Task requirements:
(A) From the text on Completely Dusty, list every person, artist, institution, and place it names.
(B) According to the text on Completely Dusty, why would a thorough cleaning most likely cause the work to collapse? Answer in one to three sentences.
(C) Pick up the text on Completely Dusty after its final sentence and continue it.

Page extract:
_ _ _ _
REJECTION
REJECTION of dust and other deviant dangers plays an important role in maintaining the illusion of order. Completely Dusty is composed of structure provided by benandsebastian and dust provided by Thorvaldsen’s Museum in Copenhagen. The work takes inspiration from Thorvaldsen’s plaster sculptures, whose porous surfaces are stained by decades of dust.
Completely Dusty has not reached its full potential without the time taken for dust to settle into its underlying surfaces. The piece’s grooved walnut latticework and leather bindings both harbour dust and are fragile enough to be threatened by the delicate use of a feather duster. While dust slowly unsettles the piece’s obsessive order, attempting to thoroughly clean the piece would most likely lead to the work’s collapse. The piece both accommodates and defends the dust that we try to eliminate from our lives through clean lines and frictionless surfaces.
_ _ _ _
Data section:
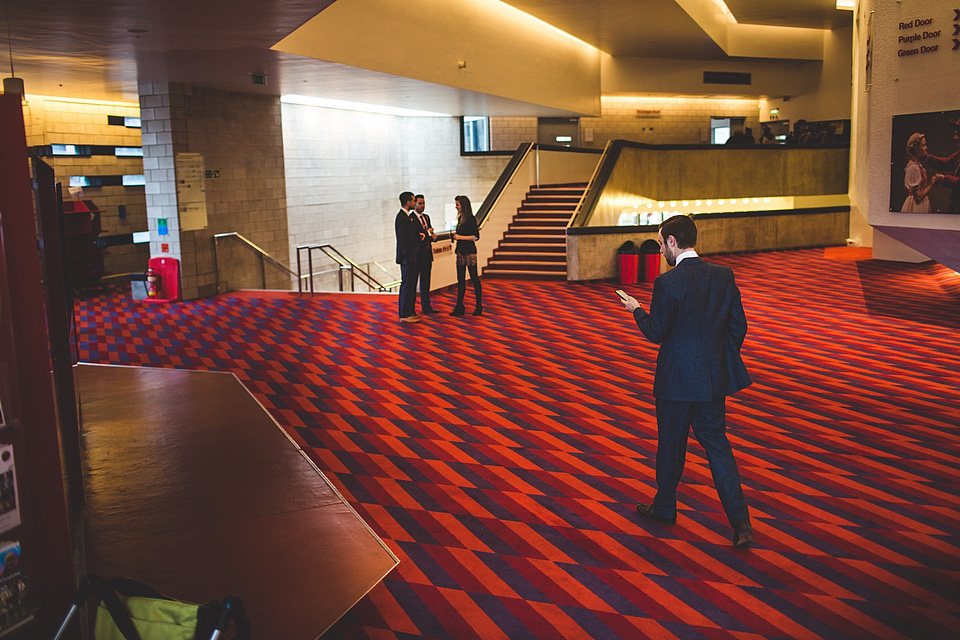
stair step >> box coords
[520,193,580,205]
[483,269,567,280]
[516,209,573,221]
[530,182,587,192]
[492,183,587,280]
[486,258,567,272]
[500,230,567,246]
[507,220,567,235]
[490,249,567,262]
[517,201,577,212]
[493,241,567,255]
_ _ _ _
Exercise results:
(A)
- benandsebastian
- Thorvaldsen's Museum
- Copenhagen
- Thorvaldsen

(B) The piece's grooved walnut latticework and leather bindings are so fragile that even the delicate use of a feather duster threatens them. A thorough cleaning would therefore most likely bring the work down.

(C)
A R T I S T
“We’re intrigued by plaster casts as open works. They tend to have a lower status than their bronze equivalents, not just because of their lower weight and cost of production, but also because the plaster cast retains a preliminary, unfinished and permeable quality. The sculptures at Thorvaldsen’s Museum have been infiltrated by generations of airborne particles, from times when Copenhagen’s air was thick with coal dust. To be fully cleaned the sculptures would have to be washed, but this would be to destroy the work as it would remove the sculptures’ skin, which is a hybrid consisting both of sculptural material and layers of dust particles that have become incorporated over time. With ‘Completely Dusty’ we wanted to produce an open work that, by resisting cleaning through its fragile and inaccessible construction, would gradually incorporate the disorderly influence of dust within its own obsessive order.”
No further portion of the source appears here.